Dataset records
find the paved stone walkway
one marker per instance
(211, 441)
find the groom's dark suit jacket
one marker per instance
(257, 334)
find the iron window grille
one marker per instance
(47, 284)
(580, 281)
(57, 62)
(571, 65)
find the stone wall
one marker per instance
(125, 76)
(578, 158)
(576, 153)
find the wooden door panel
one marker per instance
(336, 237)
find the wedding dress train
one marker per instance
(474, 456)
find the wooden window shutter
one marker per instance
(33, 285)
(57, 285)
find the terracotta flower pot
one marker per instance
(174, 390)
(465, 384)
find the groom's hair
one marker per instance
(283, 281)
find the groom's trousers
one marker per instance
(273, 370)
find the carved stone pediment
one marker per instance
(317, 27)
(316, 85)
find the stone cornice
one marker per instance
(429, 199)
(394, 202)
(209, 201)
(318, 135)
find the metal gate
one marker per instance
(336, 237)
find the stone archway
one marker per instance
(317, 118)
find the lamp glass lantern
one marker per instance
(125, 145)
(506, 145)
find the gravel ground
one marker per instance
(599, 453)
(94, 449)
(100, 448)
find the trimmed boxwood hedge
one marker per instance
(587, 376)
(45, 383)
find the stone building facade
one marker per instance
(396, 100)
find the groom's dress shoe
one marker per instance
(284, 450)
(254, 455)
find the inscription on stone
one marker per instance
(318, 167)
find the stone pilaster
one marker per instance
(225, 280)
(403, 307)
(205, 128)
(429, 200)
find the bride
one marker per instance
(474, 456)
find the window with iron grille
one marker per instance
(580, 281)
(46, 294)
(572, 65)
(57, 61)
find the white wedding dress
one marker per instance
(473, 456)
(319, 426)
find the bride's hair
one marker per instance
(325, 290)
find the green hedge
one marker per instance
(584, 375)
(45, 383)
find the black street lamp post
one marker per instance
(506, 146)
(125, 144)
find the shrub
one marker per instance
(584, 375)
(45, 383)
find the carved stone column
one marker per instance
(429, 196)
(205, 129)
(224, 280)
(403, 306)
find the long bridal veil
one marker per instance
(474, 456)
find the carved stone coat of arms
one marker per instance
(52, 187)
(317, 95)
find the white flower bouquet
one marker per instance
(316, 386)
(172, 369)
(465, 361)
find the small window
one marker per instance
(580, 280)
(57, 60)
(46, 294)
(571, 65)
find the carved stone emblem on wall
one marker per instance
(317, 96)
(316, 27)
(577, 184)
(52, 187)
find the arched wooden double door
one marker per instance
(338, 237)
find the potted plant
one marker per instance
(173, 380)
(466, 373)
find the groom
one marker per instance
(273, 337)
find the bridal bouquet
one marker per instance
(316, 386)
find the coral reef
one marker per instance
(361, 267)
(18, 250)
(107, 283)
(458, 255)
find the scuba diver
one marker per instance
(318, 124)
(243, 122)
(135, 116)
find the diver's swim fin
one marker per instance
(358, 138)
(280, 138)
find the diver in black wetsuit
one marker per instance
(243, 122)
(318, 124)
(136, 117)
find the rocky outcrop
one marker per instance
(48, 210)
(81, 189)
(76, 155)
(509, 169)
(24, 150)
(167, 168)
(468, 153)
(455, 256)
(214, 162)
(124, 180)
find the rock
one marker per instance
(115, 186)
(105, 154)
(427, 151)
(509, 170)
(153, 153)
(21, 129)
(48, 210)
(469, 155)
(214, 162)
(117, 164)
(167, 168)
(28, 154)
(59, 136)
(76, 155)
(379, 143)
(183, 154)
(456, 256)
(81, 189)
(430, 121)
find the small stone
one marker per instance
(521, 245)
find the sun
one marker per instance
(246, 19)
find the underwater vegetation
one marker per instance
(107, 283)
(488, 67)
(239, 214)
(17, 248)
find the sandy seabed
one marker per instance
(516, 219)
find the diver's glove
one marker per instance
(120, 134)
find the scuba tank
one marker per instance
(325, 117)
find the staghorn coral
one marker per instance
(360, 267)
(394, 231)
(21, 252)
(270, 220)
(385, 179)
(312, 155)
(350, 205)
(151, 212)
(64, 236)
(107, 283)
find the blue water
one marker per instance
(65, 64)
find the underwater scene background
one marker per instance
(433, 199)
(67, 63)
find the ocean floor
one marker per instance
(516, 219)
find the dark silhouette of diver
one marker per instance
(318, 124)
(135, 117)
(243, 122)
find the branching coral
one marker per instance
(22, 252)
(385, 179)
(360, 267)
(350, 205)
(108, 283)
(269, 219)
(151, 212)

---

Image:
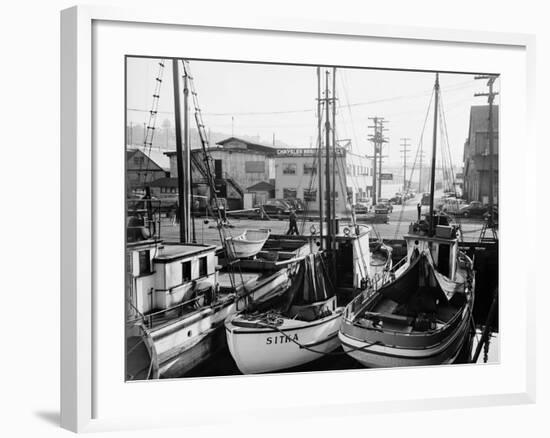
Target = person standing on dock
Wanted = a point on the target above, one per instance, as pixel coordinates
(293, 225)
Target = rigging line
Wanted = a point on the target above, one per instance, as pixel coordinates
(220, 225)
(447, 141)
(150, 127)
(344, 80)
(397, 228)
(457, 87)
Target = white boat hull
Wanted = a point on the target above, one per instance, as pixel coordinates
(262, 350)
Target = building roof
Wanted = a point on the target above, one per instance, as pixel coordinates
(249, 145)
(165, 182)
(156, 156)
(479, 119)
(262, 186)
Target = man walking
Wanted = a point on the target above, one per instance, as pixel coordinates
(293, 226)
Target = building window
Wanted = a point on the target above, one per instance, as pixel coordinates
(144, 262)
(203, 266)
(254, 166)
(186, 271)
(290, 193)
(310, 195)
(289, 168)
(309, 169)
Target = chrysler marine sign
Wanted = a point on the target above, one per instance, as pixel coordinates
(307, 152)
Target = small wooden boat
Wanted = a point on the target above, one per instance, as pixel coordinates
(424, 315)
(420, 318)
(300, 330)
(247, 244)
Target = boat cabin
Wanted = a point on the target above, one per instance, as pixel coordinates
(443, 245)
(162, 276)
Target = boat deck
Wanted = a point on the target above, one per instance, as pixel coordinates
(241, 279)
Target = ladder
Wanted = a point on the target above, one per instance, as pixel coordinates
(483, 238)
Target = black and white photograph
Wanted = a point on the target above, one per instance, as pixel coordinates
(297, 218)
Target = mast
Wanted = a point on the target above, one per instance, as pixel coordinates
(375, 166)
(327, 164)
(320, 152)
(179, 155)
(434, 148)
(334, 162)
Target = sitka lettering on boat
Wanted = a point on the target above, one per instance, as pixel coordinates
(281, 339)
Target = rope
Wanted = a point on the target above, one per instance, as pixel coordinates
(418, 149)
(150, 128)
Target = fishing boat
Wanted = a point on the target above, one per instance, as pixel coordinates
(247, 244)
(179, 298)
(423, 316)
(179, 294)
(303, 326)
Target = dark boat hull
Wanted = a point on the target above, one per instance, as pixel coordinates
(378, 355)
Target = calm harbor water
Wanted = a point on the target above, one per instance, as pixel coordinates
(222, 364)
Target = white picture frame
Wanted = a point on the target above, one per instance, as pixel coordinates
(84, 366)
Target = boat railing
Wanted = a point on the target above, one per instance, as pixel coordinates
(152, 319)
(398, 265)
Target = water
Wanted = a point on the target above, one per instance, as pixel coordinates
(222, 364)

* * *

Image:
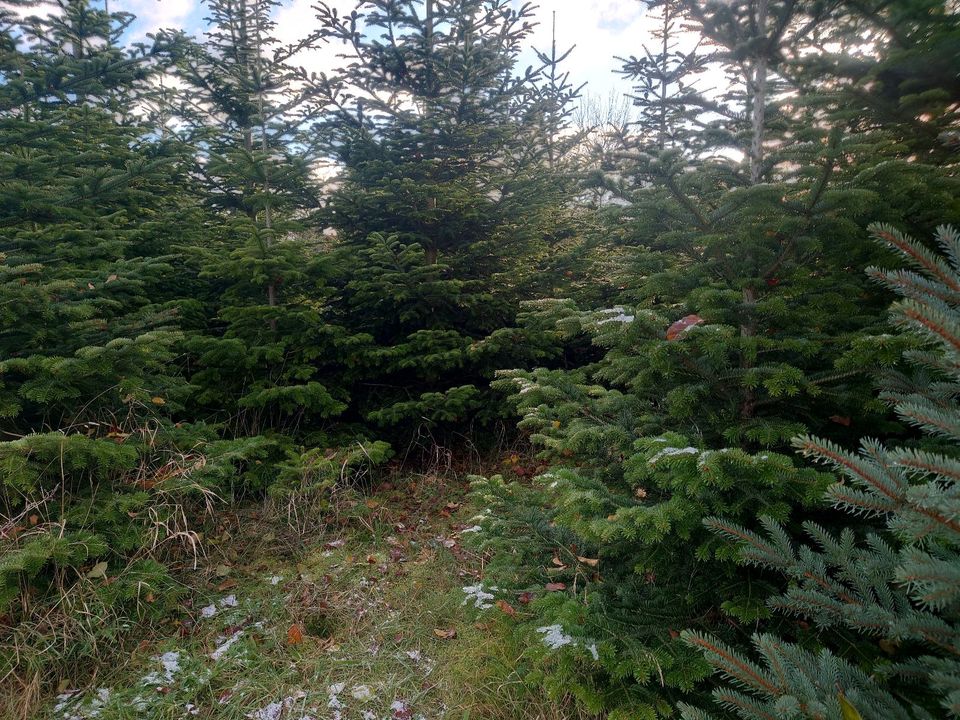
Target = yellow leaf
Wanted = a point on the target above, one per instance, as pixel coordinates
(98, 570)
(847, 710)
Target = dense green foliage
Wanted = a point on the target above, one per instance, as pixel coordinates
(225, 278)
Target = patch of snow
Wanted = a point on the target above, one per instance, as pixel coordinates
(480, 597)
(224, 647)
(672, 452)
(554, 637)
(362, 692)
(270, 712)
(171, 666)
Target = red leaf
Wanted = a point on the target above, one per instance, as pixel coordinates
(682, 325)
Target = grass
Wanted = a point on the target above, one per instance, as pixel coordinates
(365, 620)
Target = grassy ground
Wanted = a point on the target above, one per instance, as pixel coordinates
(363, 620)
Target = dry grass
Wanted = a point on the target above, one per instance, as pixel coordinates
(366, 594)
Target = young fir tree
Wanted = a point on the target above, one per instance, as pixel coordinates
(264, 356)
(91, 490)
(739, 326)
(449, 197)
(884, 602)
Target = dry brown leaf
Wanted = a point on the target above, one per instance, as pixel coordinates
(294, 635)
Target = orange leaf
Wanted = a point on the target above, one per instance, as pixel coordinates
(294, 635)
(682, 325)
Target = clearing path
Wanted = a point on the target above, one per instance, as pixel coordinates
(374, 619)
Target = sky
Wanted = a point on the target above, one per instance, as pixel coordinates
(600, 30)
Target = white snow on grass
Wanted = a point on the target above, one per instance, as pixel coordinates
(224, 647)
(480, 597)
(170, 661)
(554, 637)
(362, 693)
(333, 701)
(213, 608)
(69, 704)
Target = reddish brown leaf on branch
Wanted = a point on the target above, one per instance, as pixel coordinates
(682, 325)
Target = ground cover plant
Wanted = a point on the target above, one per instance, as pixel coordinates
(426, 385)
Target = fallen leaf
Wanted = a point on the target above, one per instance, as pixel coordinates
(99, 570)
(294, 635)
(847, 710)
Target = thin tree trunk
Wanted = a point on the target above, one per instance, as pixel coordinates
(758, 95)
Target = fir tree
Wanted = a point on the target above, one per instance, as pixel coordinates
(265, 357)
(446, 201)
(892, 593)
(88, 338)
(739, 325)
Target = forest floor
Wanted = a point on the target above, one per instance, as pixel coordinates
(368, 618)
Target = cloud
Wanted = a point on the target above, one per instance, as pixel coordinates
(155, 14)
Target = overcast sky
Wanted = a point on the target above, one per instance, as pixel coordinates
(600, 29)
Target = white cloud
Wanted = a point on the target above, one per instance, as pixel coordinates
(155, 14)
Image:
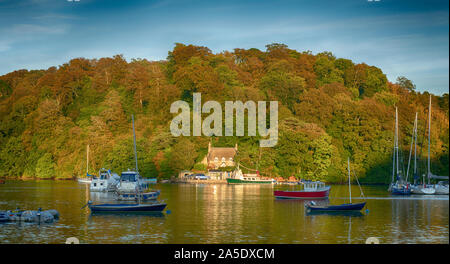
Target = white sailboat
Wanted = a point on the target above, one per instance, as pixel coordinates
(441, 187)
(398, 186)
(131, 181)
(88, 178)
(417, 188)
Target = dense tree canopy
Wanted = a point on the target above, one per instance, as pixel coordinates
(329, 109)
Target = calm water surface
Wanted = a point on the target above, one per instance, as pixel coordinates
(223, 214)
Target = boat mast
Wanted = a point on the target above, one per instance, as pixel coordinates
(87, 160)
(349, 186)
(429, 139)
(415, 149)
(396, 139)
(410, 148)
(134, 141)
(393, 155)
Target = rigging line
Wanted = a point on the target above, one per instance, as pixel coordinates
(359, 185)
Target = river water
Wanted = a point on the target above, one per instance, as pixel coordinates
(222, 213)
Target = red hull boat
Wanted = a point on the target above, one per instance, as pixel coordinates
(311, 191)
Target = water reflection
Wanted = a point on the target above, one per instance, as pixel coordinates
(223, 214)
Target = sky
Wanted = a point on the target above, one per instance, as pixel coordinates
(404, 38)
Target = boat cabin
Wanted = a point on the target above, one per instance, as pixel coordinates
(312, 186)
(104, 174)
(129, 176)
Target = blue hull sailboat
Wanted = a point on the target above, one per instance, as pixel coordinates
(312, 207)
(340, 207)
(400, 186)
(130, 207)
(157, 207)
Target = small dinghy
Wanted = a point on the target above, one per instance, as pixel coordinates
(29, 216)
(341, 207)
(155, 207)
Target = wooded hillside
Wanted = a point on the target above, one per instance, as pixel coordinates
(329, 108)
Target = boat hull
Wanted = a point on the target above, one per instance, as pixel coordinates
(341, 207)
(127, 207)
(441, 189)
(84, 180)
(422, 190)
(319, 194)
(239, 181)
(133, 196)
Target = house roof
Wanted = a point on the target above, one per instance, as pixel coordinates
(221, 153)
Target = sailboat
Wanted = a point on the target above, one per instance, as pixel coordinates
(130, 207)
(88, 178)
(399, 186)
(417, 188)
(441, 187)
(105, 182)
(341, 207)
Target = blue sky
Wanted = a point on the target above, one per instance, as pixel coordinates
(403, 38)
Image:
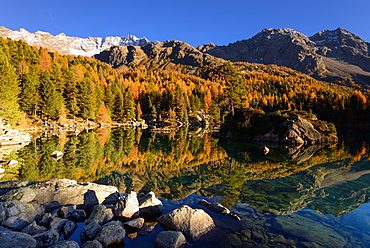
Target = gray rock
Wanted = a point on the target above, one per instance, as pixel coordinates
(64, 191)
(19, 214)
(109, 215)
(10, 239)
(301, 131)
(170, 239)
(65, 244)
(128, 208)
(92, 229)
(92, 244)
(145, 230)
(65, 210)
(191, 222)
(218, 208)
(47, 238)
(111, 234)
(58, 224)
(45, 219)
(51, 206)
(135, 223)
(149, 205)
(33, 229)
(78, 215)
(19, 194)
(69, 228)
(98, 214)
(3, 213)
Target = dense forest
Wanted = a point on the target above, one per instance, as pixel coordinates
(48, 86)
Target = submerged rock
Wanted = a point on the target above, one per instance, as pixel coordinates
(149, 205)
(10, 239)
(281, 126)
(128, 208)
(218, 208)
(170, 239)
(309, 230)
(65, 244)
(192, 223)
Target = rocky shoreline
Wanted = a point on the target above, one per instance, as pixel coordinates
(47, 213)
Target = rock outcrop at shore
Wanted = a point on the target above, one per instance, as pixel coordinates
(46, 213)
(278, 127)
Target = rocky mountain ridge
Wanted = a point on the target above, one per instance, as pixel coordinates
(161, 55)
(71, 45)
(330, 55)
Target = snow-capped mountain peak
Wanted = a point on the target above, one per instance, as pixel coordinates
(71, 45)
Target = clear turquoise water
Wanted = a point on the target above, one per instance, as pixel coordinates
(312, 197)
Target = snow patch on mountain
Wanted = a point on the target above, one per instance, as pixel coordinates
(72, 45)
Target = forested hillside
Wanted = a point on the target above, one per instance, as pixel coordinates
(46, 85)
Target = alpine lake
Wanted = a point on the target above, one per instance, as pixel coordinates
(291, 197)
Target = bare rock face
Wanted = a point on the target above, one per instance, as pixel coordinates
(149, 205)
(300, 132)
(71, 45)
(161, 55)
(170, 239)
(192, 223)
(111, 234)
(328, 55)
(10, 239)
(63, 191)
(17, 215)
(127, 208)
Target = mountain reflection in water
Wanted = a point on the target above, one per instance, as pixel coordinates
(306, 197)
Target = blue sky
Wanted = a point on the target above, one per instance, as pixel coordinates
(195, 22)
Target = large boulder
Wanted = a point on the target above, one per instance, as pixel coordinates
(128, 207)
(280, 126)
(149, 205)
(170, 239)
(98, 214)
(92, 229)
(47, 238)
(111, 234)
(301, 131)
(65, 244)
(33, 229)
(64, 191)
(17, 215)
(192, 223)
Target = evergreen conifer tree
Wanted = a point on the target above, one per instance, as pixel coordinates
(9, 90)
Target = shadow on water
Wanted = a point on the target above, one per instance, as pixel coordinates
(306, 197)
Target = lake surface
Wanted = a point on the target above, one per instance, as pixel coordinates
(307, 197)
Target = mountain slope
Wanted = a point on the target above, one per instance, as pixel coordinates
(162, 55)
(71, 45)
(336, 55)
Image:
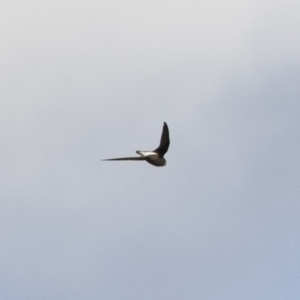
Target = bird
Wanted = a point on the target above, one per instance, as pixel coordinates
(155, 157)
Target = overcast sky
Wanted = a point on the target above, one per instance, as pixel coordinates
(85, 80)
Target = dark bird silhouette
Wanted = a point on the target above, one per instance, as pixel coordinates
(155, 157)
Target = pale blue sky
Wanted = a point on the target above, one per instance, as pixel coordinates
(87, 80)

Problem description
Every line holding the word "reflection" should be copied out of the material.

Solution below
Target = water reflection
Target = mountain reflection in water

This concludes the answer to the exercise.